#### Text to read ####
A simplified example is perhaps easiest...

library(Hmisc)
t <- data.frame(matrix(1:100, 10))
label(t$X1)  <- "This is my first variable"
label(t$X2)  <- "This is my second variable"
label(t$X3)  <- "This is my third variable"
label(t$X4)  <- "This is my fourth variable"
label(t$X5)  <- "This is my fifth variable"
label(t$X6)  <- "This is my sixth variable"
label(t$X7)  <- "This is my seventh variable"
label(t$X8)  <- "This is my eighth variable"
label(t$X9)  <- "This is my ninth variable"
label(t$X10) <- "This is my tenth variable"
for(x in 1:10){
  my.label <- label(paste("t$X", x, sep=""))
  print(my.label)
}

When run this gives....

[1] ""
[1] ""
[1] ""
[1] ""
[1] ""
[1] ""
[1] ""
[1] ""
[1] ""
[1] ""

When I'm expecting to see

[1] "This is my first variable"
[1] "This is my second variable"
[1] "This is my third variable"
[1] "This is my fourth variable"
[1] "This is my fifth variable"
[1] "This is my sixth variable"
[1] "This is my seventh variable"
[1] "This is my eighth variable"
[1] "This is my ninth variable"
[1] "This is my tenth variable"

I know the paste() function is working correctly because...

for(x in 1:10){
  print(paste("t$X", x, sep=""))
}
[1] "X$1"
[1] "X$2"
[1] "X$3"
[1] "X$4"
[1] "X$5"
[1] "X$6"
[1] "X$7"
[1] "X$8"
[1] "X$9"
[1] "X$10"

I'm stumped, I've tried placing the paste() within eval() as in...

for(x in 1:10){
  my.label <- label(eval(paste("t$X", x, sep="")))
  print(my.label)
}

...but no joy. It seems such a simple thing, and I've tried searching for solutions but clearly aren't describing it properly with phrases I'm trying hence asking here.

Insights and pointers very much appreciated.

Thanks,

slackline

EDIT : The above is a simplified example to illustrate what I am trying to achieve which is a bit more complex, currently my code looks like...

for(type1 in c("bouldering", "routes")){
  if(type1 == "bouldering"){
    part   <- c("indoors", "outdoors")
    xlabel <- "Grade (Fontainebleau)"
  }
  else if(type1 == "routes"){
    part <- c("onsight", "redpoint")
#### Data lines ####
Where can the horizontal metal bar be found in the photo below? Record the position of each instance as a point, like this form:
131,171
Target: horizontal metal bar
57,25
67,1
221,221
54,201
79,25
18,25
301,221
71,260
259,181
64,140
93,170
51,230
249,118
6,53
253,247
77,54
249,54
####
### Exercise brief:
In the post about printing variable labels in a loop, what function did the writer try placing paste() inside? These lines come from a separate source, not from the post.

### Expected answer:
eval()